Which lines in the data below contain the word "truck"? List each of them in full.

● ● ● ●

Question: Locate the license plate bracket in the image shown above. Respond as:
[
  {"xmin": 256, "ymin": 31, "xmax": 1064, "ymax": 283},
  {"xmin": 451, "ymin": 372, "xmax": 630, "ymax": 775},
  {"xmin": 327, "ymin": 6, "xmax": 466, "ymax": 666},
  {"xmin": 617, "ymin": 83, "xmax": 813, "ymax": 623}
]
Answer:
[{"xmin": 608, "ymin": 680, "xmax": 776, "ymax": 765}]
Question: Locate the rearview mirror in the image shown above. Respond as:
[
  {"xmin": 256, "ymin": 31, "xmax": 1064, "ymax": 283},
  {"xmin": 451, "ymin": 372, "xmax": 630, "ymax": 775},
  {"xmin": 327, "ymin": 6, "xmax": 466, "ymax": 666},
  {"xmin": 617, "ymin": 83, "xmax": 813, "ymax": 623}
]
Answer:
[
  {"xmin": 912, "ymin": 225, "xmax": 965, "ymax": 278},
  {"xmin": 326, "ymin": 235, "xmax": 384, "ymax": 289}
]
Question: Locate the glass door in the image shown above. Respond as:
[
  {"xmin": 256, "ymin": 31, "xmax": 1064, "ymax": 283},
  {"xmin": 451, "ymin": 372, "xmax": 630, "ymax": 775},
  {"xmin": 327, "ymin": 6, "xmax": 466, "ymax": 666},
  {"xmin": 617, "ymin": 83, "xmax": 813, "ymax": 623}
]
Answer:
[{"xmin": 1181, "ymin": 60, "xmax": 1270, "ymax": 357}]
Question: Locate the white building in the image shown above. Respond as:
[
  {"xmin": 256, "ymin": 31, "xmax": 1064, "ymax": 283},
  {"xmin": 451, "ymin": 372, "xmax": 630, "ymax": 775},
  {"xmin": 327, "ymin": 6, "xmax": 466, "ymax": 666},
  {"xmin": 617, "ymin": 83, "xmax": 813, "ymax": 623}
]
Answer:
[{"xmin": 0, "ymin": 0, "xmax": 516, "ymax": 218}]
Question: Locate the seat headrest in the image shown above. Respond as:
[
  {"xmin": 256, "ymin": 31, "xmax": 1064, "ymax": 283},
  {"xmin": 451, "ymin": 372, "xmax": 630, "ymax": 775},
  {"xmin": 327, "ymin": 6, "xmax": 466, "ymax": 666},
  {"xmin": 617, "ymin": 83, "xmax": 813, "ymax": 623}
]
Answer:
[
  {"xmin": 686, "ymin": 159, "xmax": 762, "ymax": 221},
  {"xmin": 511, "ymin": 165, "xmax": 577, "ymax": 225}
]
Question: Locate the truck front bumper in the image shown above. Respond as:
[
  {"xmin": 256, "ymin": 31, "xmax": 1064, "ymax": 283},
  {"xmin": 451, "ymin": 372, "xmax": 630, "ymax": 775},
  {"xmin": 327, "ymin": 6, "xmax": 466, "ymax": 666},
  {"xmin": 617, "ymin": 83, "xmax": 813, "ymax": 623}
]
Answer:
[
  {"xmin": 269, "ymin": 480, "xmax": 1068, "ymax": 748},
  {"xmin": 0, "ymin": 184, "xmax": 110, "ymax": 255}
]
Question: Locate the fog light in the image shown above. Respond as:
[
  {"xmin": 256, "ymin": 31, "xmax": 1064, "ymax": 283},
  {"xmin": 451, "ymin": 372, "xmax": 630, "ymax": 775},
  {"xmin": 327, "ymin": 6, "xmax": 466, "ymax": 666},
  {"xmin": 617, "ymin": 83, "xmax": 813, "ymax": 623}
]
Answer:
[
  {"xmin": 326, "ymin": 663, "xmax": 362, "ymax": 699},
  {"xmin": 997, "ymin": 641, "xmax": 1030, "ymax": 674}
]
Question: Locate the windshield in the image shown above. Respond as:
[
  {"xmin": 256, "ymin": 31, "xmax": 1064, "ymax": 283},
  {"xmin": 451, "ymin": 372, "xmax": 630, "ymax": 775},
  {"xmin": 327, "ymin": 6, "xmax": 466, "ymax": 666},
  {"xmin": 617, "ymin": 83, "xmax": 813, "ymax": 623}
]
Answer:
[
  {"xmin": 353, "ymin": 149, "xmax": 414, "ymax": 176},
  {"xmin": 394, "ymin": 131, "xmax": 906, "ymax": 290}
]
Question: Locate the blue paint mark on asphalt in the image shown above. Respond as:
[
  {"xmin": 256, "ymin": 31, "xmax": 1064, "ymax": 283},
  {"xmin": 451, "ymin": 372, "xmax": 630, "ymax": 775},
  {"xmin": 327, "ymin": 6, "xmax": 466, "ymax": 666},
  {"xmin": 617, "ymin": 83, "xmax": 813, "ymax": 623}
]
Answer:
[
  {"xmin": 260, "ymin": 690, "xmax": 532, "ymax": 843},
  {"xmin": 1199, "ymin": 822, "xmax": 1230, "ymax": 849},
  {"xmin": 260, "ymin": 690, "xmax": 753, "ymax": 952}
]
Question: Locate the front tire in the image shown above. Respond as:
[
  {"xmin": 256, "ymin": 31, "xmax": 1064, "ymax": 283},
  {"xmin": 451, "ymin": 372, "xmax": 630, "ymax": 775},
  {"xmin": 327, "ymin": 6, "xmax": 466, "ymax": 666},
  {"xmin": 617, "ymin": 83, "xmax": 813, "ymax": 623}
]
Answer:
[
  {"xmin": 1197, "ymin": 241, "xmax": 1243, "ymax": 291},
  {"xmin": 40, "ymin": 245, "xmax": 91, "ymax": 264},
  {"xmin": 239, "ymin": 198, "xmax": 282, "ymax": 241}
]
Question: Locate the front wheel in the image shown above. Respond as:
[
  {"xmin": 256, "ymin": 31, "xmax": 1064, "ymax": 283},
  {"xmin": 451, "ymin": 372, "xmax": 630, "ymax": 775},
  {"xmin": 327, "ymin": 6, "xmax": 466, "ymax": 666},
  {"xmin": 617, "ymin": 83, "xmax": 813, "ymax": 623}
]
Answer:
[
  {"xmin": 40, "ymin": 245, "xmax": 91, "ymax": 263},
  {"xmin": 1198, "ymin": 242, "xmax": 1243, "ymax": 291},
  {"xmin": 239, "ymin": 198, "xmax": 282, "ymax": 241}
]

● ● ● ●

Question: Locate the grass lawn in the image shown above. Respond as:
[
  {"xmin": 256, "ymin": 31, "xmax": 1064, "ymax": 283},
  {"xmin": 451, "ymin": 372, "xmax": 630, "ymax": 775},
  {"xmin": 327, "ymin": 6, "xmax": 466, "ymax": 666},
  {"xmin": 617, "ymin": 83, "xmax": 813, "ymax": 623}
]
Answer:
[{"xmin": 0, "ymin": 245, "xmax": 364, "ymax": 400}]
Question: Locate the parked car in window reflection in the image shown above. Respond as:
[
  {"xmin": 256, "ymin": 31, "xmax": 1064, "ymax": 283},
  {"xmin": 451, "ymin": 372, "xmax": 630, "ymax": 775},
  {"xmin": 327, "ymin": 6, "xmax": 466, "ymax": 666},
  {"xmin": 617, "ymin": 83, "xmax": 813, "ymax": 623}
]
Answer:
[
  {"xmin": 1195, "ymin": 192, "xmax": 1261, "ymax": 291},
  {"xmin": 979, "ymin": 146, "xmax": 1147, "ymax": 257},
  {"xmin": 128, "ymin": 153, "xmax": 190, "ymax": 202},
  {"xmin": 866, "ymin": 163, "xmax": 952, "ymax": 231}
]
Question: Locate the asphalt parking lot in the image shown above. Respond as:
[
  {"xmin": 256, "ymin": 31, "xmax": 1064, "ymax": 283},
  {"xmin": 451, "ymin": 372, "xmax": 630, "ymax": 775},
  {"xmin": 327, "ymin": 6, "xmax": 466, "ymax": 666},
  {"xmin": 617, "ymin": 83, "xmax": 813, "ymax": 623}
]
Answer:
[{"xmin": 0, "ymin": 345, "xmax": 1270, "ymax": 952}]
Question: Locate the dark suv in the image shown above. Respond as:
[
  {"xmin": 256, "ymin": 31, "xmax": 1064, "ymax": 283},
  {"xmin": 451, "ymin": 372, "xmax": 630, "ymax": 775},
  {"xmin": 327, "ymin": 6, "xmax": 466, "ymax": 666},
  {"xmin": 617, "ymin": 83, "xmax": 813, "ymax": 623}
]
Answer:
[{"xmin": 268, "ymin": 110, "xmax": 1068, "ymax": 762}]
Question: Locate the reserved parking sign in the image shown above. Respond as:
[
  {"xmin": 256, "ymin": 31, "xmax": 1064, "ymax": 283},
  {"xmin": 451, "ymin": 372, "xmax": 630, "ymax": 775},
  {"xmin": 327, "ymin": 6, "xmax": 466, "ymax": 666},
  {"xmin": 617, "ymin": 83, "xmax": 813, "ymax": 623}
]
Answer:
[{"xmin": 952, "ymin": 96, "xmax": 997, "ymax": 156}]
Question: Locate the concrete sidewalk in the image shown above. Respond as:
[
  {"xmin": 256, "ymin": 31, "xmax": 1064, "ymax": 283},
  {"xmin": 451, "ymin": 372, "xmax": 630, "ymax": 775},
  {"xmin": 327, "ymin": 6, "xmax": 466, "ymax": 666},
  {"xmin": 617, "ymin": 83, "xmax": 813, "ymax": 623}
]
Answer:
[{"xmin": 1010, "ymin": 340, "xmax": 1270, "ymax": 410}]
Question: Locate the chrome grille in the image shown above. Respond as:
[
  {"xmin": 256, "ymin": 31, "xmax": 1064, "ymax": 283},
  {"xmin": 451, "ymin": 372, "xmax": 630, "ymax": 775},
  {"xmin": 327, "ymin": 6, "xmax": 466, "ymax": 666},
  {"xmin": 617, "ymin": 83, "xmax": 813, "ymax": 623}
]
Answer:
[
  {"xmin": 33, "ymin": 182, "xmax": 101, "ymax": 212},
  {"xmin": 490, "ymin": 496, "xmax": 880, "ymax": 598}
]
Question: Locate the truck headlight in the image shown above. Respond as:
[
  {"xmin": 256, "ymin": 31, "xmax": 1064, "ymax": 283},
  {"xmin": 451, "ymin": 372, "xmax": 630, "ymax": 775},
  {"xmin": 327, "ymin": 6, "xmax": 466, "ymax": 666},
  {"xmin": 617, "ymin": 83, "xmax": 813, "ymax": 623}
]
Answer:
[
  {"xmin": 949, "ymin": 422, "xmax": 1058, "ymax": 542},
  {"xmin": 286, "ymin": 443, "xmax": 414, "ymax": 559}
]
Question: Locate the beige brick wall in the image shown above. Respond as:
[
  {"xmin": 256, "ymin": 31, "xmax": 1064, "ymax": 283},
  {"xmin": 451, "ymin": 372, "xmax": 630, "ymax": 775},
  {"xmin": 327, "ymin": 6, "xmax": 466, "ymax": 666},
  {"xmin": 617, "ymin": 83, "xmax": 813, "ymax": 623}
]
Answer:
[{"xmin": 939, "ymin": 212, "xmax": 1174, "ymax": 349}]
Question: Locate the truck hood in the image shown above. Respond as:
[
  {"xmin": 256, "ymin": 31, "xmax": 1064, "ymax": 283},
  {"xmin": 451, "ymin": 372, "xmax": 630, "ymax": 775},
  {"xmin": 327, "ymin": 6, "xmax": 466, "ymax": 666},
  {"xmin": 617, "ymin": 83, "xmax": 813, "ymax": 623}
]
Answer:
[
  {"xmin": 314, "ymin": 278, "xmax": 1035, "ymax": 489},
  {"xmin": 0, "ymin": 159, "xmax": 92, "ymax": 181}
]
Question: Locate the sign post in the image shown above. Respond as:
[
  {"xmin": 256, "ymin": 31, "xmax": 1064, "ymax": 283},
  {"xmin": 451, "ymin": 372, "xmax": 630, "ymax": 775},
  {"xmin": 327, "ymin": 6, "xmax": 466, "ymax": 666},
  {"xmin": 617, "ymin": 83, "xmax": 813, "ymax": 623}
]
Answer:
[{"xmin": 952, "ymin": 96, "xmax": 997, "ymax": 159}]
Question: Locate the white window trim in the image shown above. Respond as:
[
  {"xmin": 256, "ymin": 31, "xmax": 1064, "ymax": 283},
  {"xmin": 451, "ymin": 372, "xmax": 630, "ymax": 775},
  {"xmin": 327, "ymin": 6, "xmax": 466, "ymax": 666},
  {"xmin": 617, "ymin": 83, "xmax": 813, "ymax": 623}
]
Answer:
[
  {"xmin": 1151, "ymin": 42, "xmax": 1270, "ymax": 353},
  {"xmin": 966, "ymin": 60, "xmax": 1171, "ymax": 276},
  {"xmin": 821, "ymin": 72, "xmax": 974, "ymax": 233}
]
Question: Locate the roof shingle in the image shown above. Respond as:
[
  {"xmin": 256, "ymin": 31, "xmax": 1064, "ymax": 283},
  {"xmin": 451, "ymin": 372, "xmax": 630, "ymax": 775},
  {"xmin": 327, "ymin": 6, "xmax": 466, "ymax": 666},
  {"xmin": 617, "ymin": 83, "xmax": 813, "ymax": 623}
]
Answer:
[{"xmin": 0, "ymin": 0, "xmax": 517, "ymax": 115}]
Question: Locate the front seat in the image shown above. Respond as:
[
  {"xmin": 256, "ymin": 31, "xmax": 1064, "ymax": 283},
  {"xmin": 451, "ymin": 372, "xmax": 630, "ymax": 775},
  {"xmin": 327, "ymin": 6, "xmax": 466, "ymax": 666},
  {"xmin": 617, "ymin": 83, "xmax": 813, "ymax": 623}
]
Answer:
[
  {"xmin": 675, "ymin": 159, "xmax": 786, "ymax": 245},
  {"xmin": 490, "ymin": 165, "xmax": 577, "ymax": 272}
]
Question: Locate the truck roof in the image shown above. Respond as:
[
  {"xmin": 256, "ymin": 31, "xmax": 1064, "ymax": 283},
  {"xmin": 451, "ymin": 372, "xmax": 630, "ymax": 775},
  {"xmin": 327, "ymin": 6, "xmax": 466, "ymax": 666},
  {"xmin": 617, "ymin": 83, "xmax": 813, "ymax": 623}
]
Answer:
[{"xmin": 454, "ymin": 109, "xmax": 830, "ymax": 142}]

● ● ● ●

> _THE REPLY_
Question: Locate the truck front bumper in the image shown above. Respond as:
Question: Locate the truck headlight in the image shown above. Respond as:
Question: Locate the truck hood in the image shown above. Respond as:
Question: Locate the truck roof in the image shown above. Respond as:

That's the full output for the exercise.